◆ WHAT IS NEEDED ◆
The records below are to be repeated in full, exactly as they are.

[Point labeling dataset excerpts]
§

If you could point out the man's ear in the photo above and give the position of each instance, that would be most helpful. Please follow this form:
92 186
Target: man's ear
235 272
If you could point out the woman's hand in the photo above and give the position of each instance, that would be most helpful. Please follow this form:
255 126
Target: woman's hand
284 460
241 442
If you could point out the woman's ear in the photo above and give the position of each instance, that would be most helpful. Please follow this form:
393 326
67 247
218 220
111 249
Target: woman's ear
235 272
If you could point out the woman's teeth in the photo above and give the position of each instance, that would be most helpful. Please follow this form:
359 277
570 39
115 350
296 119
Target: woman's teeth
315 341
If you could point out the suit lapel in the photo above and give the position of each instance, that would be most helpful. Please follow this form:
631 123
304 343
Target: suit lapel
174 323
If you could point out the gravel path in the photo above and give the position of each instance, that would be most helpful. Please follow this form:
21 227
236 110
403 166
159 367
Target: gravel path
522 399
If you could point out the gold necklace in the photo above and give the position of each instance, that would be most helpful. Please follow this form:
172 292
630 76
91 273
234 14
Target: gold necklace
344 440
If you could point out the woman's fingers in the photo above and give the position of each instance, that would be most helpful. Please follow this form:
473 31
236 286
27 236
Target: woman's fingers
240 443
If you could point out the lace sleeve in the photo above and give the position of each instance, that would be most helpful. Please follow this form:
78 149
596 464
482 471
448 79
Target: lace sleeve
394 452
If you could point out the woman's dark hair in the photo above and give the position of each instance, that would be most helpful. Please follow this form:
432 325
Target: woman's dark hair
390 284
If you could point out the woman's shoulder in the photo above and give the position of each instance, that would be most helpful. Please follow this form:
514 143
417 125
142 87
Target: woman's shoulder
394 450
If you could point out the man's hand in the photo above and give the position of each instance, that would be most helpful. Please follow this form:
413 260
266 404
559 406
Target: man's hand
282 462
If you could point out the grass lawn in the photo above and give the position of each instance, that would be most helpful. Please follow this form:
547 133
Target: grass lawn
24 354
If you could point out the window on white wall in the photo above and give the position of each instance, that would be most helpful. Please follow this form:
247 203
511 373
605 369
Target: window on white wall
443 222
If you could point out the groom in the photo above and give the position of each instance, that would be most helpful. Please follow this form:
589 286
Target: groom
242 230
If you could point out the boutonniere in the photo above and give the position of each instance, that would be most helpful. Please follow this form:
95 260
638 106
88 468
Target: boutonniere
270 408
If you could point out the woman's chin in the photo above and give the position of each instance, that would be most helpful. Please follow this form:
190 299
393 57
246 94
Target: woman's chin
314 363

§

◆ RESULT ◆
If you could point out the man's ear in the photo above and give the position of each instance, that would be most helpful. Please follow this form:
92 186
Target: man's ear
235 272
If you could point out the woman's hand in the photo above and give the position of each instance, that would be most helpful. Please follow this form:
255 126
Target: woman's hand
284 460
241 442
If you could point out the woman's ear in the photo above and give the position of each instance, that would be most helpful. Please follow this form:
393 326
67 247
218 220
111 249
Target: woman's ear
235 272
If you could point out the woman's teeth in the photo above and give the position of each instance, that would be most helpful. Please follow this form:
359 277
570 39
115 350
296 119
Target: woman's teeth
315 341
If you could point out the suit lapel in the photo above and give the position of each instance, that would be most helpful. Please follow this form:
631 123
304 343
Target: suit lapel
174 323
If you could point out the gravel path in the photo above and give the position of each instance, that would be most helpful. Please follow this form:
21 227
236 110
403 166
159 367
Target: gravel path
522 399
If you could point out the gold necklace in the photo above and give the position of each instance, that would be most helpful. Please follow this form:
172 292
630 76
91 273
234 14
Target: gold necklace
344 440
If you could point out the woman's fingers in the photo above and give the position of each instance, that would be most helpful. Please follow this form:
473 31
236 286
27 236
Target: woman's fingers
240 443
If you could point out the lace sleeve in the photo above and give the position of each instance, that would be most helpful. Please follow this form:
78 149
596 464
482 471
448 79
Target: lace sleeve
394 452
If you could point out the woman's dark hair in the photo above and give the position of each instance, that would be most helpful. Please follow this form:
432 325
Target: woman's dark hair
390 284
If you could point out the woman's shoulder in the photo above and give the position of each instance, that would be most helpful. Please follow this form:
514 143
417 125
142 87
Target: woman's shoulder
394 450
If you could point out the man's hand in the photo above and give the position of each instance, that would be most helpful. Please follow this form:
413 260
266 404
559 406
Target: man's hand
282 462
If you could point out the grass lawn in the photo above and give the position of each instance, that would be most helpful. Please follow this form:
547 133
Target: grass lawn
24 354
If you could point out the window on white wall in the photo above and give the position of each instance, that would be most helpful. Please follow this form:
247 203
511 373
605 369
Target: window on white wall
443 222
If you could point out the groom in the photo above and give the position of each instance, that would be most helpful. Please follow this form:
589 286
Target: groom
242 230
If you could point out the boutonniere in the photo above and give the position of each instance, that would be most helpful. Please follow this form:
95 260
638 106
88 468
Target: boutonniere
270 408
If you could point out the woman's chin in the photo above and give the position of each instance, that would be most helpful. Please follow this form:
190 299
393 57
246 94
Target: woman's chin
314 363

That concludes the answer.